[Point placement records]
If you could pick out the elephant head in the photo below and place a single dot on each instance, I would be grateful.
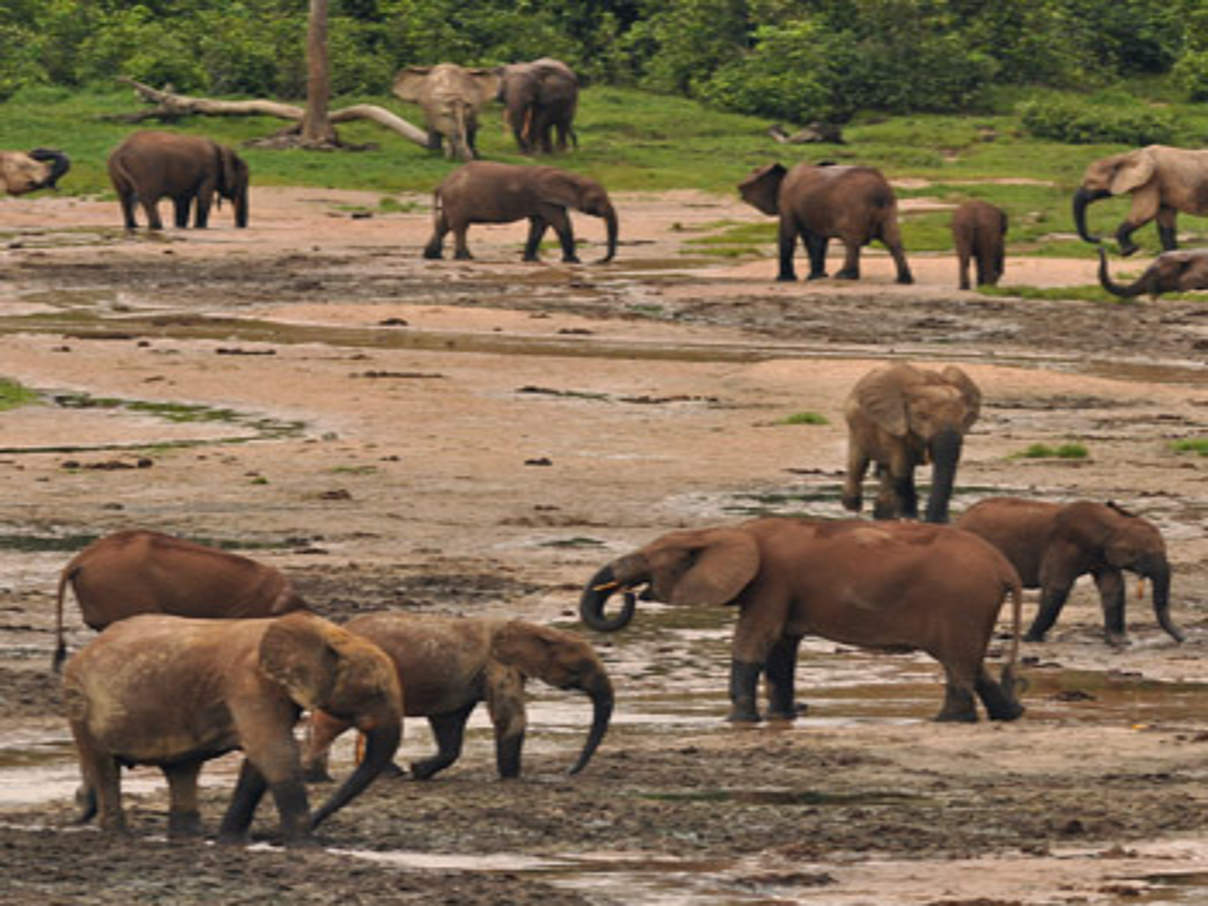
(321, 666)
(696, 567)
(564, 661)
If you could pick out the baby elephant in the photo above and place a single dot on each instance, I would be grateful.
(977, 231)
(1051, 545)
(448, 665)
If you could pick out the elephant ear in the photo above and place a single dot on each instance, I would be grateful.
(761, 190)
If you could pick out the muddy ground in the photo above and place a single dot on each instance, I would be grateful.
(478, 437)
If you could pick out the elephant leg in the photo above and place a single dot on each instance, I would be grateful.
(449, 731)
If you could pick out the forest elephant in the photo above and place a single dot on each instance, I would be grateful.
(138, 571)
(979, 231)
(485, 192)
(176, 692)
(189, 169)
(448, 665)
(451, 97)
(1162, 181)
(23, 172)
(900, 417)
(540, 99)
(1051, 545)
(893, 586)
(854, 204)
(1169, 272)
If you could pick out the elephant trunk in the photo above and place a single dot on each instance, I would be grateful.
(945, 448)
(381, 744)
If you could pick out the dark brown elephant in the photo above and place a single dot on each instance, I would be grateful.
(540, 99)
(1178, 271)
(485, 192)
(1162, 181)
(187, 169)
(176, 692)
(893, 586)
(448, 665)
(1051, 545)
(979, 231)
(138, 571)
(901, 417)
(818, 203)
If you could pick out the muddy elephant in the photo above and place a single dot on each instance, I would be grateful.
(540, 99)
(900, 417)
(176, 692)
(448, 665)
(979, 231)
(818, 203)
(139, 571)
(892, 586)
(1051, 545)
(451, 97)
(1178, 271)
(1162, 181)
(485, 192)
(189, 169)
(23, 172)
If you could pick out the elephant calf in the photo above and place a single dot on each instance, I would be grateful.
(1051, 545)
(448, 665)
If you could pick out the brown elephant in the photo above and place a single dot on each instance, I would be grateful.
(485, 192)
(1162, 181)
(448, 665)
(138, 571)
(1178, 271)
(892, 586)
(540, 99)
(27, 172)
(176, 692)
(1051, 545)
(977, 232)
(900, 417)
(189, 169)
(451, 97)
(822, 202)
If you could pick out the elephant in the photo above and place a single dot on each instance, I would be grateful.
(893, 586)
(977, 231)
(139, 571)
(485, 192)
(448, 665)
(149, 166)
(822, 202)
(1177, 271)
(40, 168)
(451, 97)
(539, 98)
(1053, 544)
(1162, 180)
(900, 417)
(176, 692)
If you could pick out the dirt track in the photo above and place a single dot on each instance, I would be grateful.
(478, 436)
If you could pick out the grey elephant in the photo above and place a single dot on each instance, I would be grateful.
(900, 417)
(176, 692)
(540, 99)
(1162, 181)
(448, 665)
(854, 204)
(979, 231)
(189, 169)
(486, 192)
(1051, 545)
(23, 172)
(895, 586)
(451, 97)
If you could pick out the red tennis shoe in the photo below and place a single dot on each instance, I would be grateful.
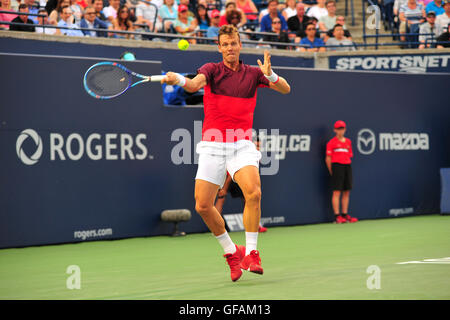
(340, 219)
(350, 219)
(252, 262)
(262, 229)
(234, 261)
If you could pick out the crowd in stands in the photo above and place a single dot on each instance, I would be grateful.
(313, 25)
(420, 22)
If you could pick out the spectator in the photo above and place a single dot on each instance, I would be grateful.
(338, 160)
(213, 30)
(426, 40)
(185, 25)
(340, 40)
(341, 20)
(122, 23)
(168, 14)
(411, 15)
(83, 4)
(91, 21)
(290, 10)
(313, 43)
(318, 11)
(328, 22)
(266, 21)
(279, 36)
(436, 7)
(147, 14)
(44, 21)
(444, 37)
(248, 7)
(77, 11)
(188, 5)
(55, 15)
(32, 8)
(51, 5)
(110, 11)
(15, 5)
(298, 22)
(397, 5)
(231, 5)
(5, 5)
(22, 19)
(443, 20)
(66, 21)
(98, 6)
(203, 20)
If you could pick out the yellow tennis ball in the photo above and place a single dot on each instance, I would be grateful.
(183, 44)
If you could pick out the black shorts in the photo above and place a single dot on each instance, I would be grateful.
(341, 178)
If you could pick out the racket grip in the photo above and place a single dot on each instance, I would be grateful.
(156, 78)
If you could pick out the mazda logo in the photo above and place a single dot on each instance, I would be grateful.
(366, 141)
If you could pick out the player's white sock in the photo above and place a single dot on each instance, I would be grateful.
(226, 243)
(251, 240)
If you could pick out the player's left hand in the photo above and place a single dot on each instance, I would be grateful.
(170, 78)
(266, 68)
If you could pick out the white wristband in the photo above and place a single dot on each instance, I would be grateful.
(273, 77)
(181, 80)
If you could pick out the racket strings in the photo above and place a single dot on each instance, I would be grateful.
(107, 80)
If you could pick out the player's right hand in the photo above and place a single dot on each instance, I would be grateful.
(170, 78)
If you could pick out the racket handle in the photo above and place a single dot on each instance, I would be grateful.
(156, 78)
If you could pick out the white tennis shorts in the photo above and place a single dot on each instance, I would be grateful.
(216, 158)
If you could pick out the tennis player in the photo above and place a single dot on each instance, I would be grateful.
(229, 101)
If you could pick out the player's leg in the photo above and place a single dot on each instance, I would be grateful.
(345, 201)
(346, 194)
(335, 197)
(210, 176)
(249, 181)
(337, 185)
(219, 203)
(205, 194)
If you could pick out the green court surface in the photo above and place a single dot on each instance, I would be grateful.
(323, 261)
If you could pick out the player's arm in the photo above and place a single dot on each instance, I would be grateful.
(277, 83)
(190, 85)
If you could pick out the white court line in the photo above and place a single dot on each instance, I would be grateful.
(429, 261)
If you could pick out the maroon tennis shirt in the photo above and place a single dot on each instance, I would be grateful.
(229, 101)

--

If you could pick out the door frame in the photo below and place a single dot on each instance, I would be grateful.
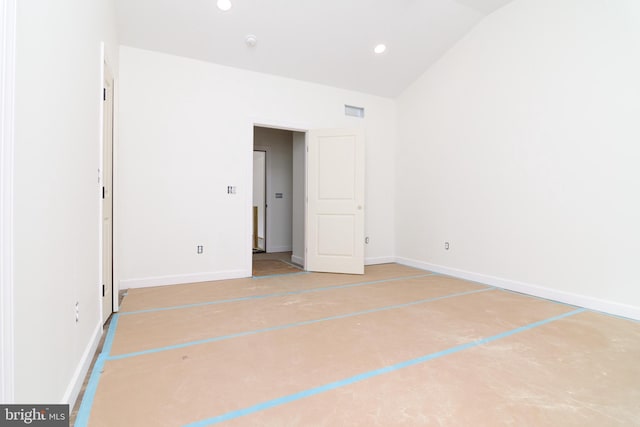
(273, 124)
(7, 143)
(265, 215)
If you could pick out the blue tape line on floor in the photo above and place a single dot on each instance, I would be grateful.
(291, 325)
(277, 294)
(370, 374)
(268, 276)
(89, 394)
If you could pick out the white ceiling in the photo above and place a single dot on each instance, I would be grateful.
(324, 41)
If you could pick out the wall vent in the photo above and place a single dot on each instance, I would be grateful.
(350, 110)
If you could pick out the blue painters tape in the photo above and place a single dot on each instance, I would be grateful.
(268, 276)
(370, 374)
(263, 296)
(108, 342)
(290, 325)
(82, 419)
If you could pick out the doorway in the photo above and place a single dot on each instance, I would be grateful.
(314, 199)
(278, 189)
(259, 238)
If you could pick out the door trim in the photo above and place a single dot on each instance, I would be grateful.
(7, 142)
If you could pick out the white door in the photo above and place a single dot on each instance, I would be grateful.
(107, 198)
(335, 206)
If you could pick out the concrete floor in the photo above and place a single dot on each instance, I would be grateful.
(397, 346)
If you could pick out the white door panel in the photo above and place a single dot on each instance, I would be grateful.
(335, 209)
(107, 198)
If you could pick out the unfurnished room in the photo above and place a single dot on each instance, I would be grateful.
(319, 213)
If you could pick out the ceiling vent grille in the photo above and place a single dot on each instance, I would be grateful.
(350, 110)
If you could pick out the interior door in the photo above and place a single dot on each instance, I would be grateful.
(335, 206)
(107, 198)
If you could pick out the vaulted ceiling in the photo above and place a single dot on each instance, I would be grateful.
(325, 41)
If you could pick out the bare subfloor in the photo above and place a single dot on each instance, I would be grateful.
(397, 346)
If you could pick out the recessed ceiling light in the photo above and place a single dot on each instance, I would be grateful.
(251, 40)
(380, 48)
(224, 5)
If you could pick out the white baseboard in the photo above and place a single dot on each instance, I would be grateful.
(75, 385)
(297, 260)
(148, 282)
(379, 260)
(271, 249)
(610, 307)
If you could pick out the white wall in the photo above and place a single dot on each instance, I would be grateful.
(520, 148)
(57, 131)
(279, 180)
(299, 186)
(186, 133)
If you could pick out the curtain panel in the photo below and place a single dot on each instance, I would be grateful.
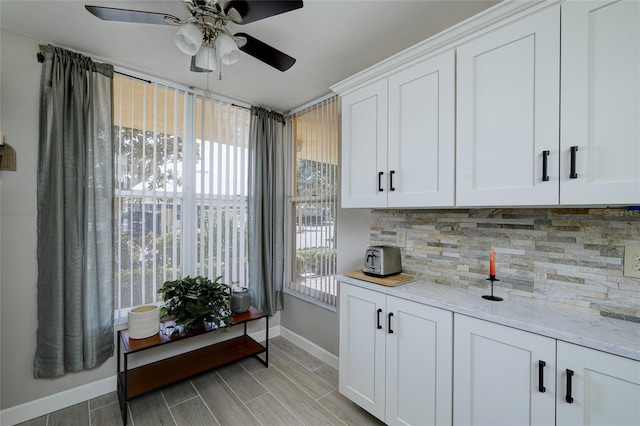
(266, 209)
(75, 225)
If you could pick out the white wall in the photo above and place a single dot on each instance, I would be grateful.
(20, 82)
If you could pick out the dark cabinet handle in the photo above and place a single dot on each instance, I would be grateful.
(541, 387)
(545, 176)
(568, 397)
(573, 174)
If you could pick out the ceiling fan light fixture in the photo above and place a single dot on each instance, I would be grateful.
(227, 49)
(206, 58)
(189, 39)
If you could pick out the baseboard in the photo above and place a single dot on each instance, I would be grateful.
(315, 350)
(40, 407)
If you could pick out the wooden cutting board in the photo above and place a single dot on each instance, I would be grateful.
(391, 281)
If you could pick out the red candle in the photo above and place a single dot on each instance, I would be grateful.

WHAT THE EXERCISE ASKS: Report each line of the listing above that has the word "court" in it, copying every such line in full.

REPLY TO THE TASK:
If you could pick out the green court surface in the photo above and place a single dot on each instance, I would be grateful.
If you could pick out the white court line in the photo above and place a single dot on each instance, I would be grateful.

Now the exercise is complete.